Beginning with the line where "Query: raised finger" appears, please restate each line of the records below word for word until the last one, inclusive, and nothing else.

(Natural language region descriptions)
=-=-=
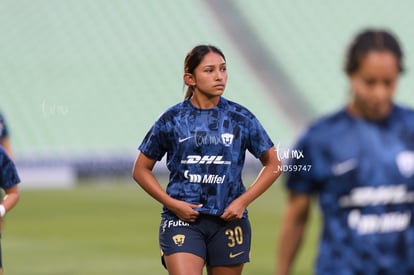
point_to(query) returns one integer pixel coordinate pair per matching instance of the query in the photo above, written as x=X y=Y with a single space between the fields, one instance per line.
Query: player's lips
x=219 y=86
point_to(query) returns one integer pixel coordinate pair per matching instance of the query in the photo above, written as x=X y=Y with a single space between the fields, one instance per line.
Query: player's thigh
x=184 y=264
x=176 y=236
x=225 y=270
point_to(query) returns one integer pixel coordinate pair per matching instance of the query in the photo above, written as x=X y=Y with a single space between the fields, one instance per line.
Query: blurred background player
x=8 y=182
x=4 y=136
x=205 y=137
x=362 y=160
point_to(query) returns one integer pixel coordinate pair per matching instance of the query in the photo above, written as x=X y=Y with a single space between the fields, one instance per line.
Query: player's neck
x=203 y=102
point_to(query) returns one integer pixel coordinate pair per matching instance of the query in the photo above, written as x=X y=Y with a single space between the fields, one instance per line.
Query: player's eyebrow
x=213 y=65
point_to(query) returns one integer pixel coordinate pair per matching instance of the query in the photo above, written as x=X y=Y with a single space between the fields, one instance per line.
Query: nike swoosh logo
x=344 y=167
x=231 y=255
x=183 y=139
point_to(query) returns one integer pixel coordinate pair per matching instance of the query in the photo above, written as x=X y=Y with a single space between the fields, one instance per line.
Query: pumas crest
x=405 y=163
x=227 y=139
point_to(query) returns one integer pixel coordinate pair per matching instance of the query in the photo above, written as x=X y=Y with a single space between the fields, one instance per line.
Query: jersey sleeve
x=9 y=176
x=3 y=128
x=302 y=179
x=154 y=143
x=259 y=140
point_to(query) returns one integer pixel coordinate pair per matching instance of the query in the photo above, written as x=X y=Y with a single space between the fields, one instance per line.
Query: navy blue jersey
x=205 y=151
x=3 y=129
x=363 y=173
x=8 y=173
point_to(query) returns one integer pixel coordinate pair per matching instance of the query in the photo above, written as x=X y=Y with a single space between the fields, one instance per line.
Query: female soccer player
x=4 y=136
x=8 y=182
x=362 y=169
x=204 y=218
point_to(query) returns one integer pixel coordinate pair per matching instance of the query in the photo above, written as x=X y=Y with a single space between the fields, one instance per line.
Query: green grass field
x=113 y=229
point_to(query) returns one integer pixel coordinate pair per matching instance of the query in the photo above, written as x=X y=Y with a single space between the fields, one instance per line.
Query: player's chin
x=380 y=112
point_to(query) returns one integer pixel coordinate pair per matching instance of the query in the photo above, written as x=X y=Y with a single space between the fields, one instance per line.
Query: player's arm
x=267 y=176
x=6 y=145
x=294 y=222
x=143 y=175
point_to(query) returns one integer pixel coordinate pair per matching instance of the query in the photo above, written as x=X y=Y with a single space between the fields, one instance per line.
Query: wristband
x=2 y=210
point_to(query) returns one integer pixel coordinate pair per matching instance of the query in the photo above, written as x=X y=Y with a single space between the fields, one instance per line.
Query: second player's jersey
x=3 y=129
x=8 y=173
x=206 y=151
x=363 y=173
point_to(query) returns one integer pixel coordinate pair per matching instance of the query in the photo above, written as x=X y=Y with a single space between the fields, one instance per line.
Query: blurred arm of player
x=267 y=176
x=6 y=145
x=11 y=197
x=294 y=222
x=142 y=174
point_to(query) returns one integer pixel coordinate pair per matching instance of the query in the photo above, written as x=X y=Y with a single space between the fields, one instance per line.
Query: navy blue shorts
x=218 y=242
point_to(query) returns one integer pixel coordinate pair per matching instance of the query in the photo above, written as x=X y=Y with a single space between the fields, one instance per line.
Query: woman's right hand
x=184 y=210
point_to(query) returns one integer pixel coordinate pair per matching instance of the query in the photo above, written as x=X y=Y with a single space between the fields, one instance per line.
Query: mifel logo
x=231 y=255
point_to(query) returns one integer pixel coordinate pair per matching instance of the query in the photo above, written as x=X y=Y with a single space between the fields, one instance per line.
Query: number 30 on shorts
x=235 y=236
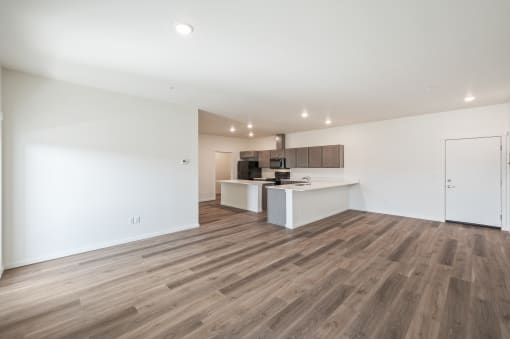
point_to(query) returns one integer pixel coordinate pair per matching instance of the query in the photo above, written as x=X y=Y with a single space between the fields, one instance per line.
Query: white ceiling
x=266 y=61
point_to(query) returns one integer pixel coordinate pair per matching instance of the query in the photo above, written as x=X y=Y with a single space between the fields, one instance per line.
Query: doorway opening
x=223 y=170
x=474 y=181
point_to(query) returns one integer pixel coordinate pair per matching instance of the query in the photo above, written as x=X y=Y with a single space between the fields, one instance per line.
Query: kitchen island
x=296 y=205
x=243 y=194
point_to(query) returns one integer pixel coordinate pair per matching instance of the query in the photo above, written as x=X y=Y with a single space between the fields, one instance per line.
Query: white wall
x=1 y=191
x=399 y=162
x=79 y=162
x=209 y=145
x=223 y=168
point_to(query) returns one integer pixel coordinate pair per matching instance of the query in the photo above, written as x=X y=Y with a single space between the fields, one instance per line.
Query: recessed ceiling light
x=183 y=29
x=469 y=98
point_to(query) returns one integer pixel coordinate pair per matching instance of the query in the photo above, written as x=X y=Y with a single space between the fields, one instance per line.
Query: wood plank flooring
x=353 y=275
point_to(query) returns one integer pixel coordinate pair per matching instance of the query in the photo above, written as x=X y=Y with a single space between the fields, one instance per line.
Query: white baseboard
x=61 y=254
x=207 y=198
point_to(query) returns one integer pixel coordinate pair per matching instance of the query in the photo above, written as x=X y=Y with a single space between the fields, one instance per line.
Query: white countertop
x=318 y=185
x=245 y=182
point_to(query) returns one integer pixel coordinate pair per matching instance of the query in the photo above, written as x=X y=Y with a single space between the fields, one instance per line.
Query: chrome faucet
x=307 y=179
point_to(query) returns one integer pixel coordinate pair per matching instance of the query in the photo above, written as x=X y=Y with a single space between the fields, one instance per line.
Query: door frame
x=504 y=170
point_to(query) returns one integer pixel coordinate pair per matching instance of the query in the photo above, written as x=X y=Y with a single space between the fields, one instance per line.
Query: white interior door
x=473 y=181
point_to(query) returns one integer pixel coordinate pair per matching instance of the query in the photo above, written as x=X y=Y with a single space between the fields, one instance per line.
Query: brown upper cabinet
x=264 y=159
x=278 y=154
x=333 y=156
x=248 y=154
x=301 y=157
x=315 y=157
x=290 y=158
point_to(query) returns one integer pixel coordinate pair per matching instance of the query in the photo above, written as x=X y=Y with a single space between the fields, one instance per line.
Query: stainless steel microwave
x=277 y=163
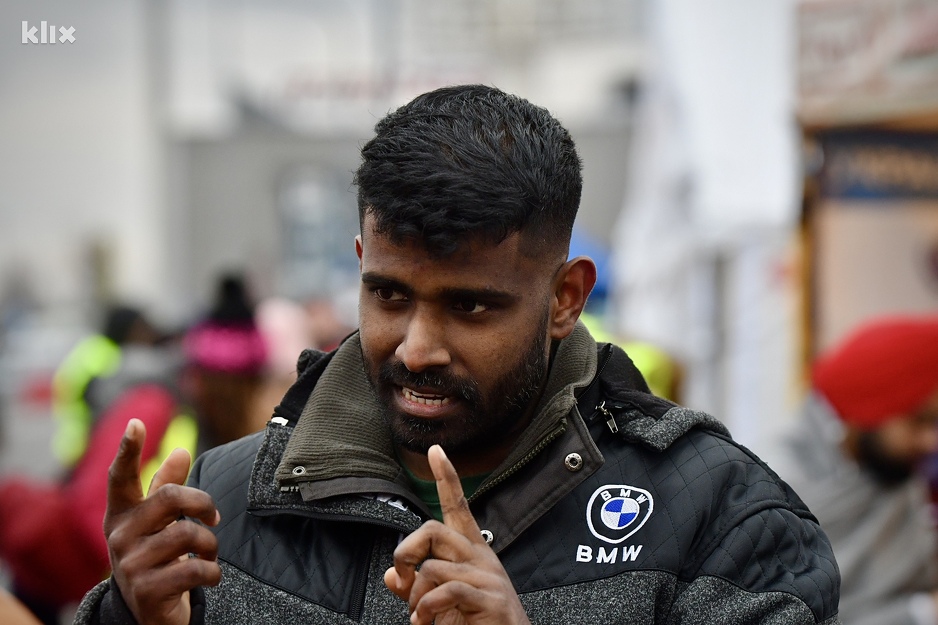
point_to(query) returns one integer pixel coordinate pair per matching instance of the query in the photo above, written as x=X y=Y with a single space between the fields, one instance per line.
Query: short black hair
x=470 y=161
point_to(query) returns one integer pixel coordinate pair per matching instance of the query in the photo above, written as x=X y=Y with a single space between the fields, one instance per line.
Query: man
x=566 y=493
x=869 y=421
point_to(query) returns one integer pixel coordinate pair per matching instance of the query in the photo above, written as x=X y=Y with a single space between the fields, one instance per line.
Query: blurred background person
x=870 y=420
x=50 y=533
x=93 y=359
x=12 y=612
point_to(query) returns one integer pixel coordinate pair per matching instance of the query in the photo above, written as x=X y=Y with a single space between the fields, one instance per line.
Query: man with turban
x=868 y=423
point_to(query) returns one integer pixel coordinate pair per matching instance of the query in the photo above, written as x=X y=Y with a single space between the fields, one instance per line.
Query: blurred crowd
x=213 y=381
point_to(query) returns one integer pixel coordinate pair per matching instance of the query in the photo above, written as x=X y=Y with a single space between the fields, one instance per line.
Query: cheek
x=378 y=333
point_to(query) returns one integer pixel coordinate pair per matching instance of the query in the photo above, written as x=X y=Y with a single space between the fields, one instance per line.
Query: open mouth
x=427 y=399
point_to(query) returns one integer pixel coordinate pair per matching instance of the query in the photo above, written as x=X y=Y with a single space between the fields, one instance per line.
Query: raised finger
x=456 y=513
x=173 y=470
x=123 y=490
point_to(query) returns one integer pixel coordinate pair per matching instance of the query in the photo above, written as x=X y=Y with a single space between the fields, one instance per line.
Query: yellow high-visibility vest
x=93 y=357
x=182 y=432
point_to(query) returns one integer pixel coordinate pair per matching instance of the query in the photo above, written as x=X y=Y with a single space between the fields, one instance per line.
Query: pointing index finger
x=456 y=513
x=124 y=490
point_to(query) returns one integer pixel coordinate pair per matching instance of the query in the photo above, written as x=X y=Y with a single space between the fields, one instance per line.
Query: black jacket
x=619 y=507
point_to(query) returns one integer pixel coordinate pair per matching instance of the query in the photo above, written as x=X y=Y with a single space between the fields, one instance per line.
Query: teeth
x=429 y=400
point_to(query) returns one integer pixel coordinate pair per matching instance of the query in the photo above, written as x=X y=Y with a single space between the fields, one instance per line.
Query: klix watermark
x=47 y=33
=-=-=
» **OUTPUT**:
Query: raised finger
x=456 y=513
x=173 y=470
x=123 y=490
point_to(query) returns one integer pixel coordinate pair per matching instance of the query in the photo above, written as x=X y=Y with a single space between the fields, one instance per line.
Query: yellow high-visibility vest
x=93 y=357
x=182 y=432
point_to(query) returns one integer pixel coordinate pair per matching instance of the query in the photo above, written as x=X y=Y with a single space between the fields, one instance per line.
Query: pointing index finger
x=456 y=513
x=124 y=490
point_to(query) returns one integer pixel coordinate pair per matching instance of the query in the photo above, written as x=X y=Y with a single space between the fields, one instance per line.
Query: black jacket
x=619 y=507
point_to(query) returns one integer pixel coordinate pair per matching instance of the query in the photo above, written as x=X y=Y with a single space between the fields, one instance per line.
Query: teeth
x=429 y=400
point_to(query) returns one integer pixel coordinate pair per matching instance of the query in the photo above, written as x=X y=Y with a single space between the fields, one instance per line.
Query: klix watermark
x=47 y=33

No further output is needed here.